» WHAT TO DO: Every record below should be retyped exactly, and no picture should appear in the copy.
** ENTRIES PROVIDED follows **
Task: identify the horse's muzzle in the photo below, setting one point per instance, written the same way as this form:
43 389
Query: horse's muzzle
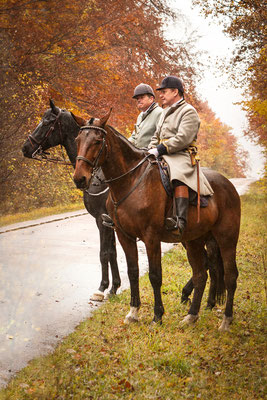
81 183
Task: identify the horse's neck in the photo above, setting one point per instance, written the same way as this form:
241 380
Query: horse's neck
122 156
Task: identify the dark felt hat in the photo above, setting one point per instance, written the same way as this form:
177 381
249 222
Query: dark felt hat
171 82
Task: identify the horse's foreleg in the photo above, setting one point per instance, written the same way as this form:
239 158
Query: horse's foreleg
153 249
116 280
131 253
196 256
104 258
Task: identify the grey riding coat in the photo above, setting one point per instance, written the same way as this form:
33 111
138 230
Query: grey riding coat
177 129
145 126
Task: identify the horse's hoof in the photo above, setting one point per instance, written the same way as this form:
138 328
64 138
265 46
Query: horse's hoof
130 320
190 319
97 296
226 322
132 316
185 300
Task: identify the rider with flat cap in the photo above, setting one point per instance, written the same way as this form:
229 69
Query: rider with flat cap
148 118
174 139
145 125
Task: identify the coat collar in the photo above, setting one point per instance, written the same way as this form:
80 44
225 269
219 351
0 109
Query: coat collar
174 107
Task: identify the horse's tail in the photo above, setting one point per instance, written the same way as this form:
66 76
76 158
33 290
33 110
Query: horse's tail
220 286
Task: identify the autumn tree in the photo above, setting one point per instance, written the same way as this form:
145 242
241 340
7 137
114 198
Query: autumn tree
87 55
245 22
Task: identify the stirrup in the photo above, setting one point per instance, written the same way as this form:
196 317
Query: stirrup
171 223
174 223
107 221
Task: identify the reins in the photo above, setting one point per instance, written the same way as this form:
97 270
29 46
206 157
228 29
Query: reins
94 165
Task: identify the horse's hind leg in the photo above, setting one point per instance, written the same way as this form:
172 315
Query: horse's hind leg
153 248
187 290
196 256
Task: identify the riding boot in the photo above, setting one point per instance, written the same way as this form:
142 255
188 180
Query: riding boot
107 221
179 221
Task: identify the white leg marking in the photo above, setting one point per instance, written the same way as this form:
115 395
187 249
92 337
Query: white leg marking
190 319
132 316
226 322
97 296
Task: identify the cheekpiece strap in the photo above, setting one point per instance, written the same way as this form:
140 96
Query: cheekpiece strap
93 127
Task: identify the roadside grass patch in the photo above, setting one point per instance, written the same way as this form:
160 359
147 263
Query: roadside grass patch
105 359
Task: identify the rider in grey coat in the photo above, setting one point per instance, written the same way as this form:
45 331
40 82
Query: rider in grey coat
145 125
148 118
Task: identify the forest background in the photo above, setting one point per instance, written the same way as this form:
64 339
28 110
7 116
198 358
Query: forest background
89 55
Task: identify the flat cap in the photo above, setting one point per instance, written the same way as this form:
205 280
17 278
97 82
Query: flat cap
171 82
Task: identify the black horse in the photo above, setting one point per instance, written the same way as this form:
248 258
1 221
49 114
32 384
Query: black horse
61 127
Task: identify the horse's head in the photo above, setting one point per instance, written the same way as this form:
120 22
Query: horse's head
54 128
91 150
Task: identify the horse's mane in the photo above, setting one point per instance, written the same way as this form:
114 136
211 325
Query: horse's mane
125 140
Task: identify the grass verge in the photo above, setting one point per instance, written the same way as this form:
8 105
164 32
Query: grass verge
39 213
105 359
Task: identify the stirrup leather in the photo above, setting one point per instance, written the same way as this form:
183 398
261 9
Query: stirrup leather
107 221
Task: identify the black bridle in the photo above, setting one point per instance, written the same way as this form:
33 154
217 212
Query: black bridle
94 164
39 154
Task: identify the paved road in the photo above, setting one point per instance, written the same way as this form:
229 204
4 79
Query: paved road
47 273
48 270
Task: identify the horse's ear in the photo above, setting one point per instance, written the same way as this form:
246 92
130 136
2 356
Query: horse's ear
** End of ENTRIES PROVIDED **
» EXERCISE RESULT:
Task: identify the horse's muzzle in the photo below, setting one point per instance, written the same way as this form:
43 389
Query: horse's muzzle
81 183
Task: identify the horse's neck in the photo above, setting one point per instance, written the same way as this form:
241 380
Query: horse's neck
122 156
Task: identify the dark felt hat in the photo above, setting one point per instance, written the same way as this form:
177 381
249 222
Query: dark felt hat
171 82
Task: identify the horse's foreleg in the photo above, setting one point per instance, written the same way as this form:
239 158
Query: horse's foreleg
153 249
116 280
131 253
196 256
104 258
Task: identify the grey riding coat in the photo above, setting one point per instance, written the same way as this form:
33 111
138 230
Query: grey riding coat
177 129
145 126
Task: identify the horse's hoof in the photo above, setting one point per instance, written the same way as this form:
138 328
64 138
265 46
Query: horse's hoof
130 320
190 319
97 296
226 322
132 316
185 300
Task: identify the rider with flat cap in the photo above, setting one point per instance, written the same way as this form:
229 69
Query: rider with flat cap
148 118
174 139
145 125
Task: identify the coat collar in the photo above, setting one point per instance, written the same way as this form:
80 44
225 269
219 351
0 109
Query: coat collar
174 107
Task: identify the horse's tail in the photo above, setting one point per instance, written the same way as this form:
66 76
76 158
33 290
33 110
Query: horse's tail
220 286
Task: identify the autumn tree in the photo above, setting one point per instance, written the same way as this form:
145 242
241 340
7 137
114 198
Query: autumn tree
87 55
245 22
Task: identify the stirrup in the photo above, setting one point per instance, written the same way as this form:
196 317
Query: stirrup
171 223
174 223
107 221
Task: identify the reins in the photo above, setting one point per instance, written the same way as this form:
97 270
29 46
206 157
228 29
Query: reins
94 165
Task: identify the horse's hind leg in the photo above, setting one point per instance, written the same way as this form:
172 315
Query: horse's hind leg
153 248
187 290
196 256
Task: identify the riding boot in the photo above, setting one point per instance, written the same way as this form:
142 255
188 180
Query: riding boot
107 221
179 221
Task: identify the white leg marking in the photo above, setting one point per instance, written the same way as this form:
115 395
187 249
92 337
Query: white leg marking
190 319
132 316
226 322
97 296
Task: identify the cheekpiece strap in the photo above, setting one point per instance, written the same way as this form:
140 96
Query: cheekpiece strap
93 127
Task: identify the roadside grass patch in the photo above, setting one point per instance, written the same way as this form:
160 359
147 263
Query: roadside grass patch
105 359
Task: identify the rider in grey coat in the photo above, setting one point per instance, written the same way as this form:
45 331
40 82
Query: rider in grey coat
145 125
148 118
Task: identify the forest background in the photo above, setting one point per instance, written the same way as this form:
64 339
28 110
7 116
198 358
Query: forest background
89 55
Task: identify the flat cap in the photo above, setting one point per instance, written the same way as this form:
205 280
17 278
97 82
Query: flat cap
171 82
Task: identify the black horse in the photo above, setting one point per instance, written the same way as this form:
248 258
1 221
49 114
32 384
Query: black horse
61 127
Task: identify the horse's head in the photo above, setting one point per instance, written the same way as this form:
120 22
Query: horse's head
54 128
91 150
Task: identify the horse's mane in the photo above, setting one point per instance, written the same way as this form:
114 136
211 325
Query: horse's mane
125 140
Task: identify the grass verge in the photo above, setting one point per instance, written the same way as this form:
8 105
164 32
Query: grass verge
39 213
105 359
Task: identify the stirrup leather in the photo above, setting one point per instance, written the same way as this form:
183 398
261 9
Query: stirrup leather
107 221
Task: identify the black bridle in the photo above, setting one point per instance, written the same way as this form:
33 154
217 212
Query: black bridle
94 164
39 154
Task: identify the paved road in the photo above, setting one point per instance, written the same way as this form:
229 204
4 79
Query: paved road
47 273
48 270
Task: identify the horse's ear in the photo above, setting one point per instance, written the same way as this form:
246 92
130 136
2 356
Query: horse's ear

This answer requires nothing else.